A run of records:
— begin —

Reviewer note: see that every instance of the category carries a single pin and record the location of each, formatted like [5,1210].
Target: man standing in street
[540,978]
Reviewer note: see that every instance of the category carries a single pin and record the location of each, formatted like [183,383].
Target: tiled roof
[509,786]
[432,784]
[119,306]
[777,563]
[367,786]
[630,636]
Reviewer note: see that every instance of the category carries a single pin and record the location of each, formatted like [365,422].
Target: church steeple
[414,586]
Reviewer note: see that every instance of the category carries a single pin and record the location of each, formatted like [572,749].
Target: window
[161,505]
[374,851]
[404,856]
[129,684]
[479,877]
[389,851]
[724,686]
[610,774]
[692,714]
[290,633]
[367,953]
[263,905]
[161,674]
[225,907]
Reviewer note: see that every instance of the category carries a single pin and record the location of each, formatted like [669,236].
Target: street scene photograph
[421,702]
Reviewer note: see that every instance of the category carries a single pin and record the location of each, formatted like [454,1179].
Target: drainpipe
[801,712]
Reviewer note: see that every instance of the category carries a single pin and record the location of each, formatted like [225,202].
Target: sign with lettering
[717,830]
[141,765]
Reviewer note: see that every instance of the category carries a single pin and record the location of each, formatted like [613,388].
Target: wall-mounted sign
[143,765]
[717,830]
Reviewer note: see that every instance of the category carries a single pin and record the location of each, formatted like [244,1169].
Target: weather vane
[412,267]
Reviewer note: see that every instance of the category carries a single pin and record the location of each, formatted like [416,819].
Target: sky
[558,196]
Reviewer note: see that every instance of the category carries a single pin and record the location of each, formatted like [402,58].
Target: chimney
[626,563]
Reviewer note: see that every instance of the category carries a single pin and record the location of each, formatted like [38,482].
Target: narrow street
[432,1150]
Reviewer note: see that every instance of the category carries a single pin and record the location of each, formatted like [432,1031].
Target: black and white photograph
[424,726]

— end —

**SET EXERCISE:** Give again, word for word, every line from the one holding "formatted like [225,202]." to the end of the data.

**RIGHT ANSWER:**
Reviewer note: see that every instance of the category carries a single pin and record the location of each, formatted like [225,202].
Target: sign with lettering
[717,830]
[141,765]
Reviewer note: see that every instance of the category carries a single pin and record the location of each, formatted like [613,388].
Target: wall-mounted sign
[143,765]
[717,830]
Reviewer note: see that every instance of the category carries a single pin and record the location of each, formatted like [244,1169].
Target: weather vane
[412,267]
Reviewer note: see that every instance of the category carries a single pin and record the location of each, formatted like [416,819].
Target: sky
[558,196]
Reviewer note: see that every instance of the category carries a single pin and record the location of each, formatted like [402,58].
Target: chimney
[626,563]
Reviewer note: see that every instance of the category carries a single pin and record the location of each, formatted like [38,482].
Target: narrow street
[432,1150]
Reviewer note: see that every instance of the category carries a single pin and record the location of each, formatted like [432,1031].
Target: black and white photograph
[424,726]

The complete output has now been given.